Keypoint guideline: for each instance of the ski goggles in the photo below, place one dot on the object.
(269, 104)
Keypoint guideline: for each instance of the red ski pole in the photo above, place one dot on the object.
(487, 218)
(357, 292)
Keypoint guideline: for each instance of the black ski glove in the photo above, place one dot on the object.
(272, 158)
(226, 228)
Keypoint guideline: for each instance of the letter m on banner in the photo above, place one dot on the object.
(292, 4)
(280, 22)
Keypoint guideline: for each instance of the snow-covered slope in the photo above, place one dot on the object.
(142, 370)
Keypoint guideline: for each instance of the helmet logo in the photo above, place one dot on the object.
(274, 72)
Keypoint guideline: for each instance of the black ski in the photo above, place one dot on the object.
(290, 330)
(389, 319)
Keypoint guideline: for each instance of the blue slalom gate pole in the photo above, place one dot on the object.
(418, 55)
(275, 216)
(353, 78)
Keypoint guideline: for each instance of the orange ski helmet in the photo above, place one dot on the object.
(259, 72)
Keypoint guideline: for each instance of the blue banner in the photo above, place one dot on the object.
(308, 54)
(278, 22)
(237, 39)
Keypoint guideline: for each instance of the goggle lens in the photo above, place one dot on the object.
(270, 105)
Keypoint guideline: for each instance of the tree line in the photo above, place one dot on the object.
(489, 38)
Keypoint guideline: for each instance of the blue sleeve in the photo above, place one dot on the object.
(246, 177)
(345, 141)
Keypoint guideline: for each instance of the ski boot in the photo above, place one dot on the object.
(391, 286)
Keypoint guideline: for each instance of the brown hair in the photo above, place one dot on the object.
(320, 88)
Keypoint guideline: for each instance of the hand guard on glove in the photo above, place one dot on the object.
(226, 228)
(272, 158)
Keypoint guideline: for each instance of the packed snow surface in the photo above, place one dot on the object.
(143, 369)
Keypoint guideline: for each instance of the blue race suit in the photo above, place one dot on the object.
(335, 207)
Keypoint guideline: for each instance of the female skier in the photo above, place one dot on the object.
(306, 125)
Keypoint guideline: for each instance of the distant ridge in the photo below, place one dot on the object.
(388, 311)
--------------------------------
_Task directions_
What you return must match the data above character for character.

_Response_
Keypoint guideline: for each instance of the ski goggles in the photo below, place one dot on the object.
(269, 104)
Keypoint guideline: for each instance of the red ski pole in the photo above, place one dot on the object.
(487, 218)
(357, 292)
Keypoint guideline: for each instance of the black ski glove in the photo above, place one dot on the object.
(272, 158)
(226, 228)
Keypoint guideline: for each instance of the letter m on banner in the photo above, place one dot on the object.
(292, 4)
(280, 22)
Keypoint guideline: for each instance of the snow-covered slope in the photo above, place one dot on the object.
(142, 370)
Keypoint guideline: for each instance of the helmet logo in the photo above, place one dot on the object.
(274, 72)
Keypoint guideline: for each instance of the black ski in the photo above, place one dot on the object.
(290, 330)
(389, 319)
Keypoint guideline: for each instance of the blue slalom gate pole in the photo above, place one dot on the object.
(418, 55)
(275, 216)
(353, 78)
Keypoint guideline: for each instance of the orange ski helmet in the photo above, place one dot on the object.
(259, 72)
Keypoint guideline: for each instance of the blue banner in the photo above, place one dot on the object.
(308, 54)
(278, 22)
(237, 39)
Keypoint guideline: for each instance of the goggle lens in the photo above, place one dot on the object.
(270, 105)
Keypoint guideline: for each instance of the tree line in the photo above, place one dot on the object.
(489, 38)
Keypoint guideline: for each instance of the blue sleeve in the photo above, place one dot on the object.
(246, 177)
(345, 141)
Keypoint guideline: for each instance of the ski boot in the photo above, place one dot on the object.
(391, 286)
Keypoint guideline: for each instance of the brown hair in the photo above, place one dot on the object.
(320, 88)
Keypoint guideline: for each instance of the hand guard on glove in the photo above, place one dot on the object.
(226, 228)
(272, 158)
Keypoint guideline: for each instance of the packed snow surface in the photo above, place one dot on the object.
(143, 369)
Keypoint guideline: for each instance of the blue race suit in the photo above, place one dot on the object.
(335, 207)
Keypoint guideline: for each instance of the female skier in the photo above, place one dot on the object.
(306, 125)
Keypoint guideline: for each instance of the distant ridge in the photo below, place one dot on the object.
(388, 311)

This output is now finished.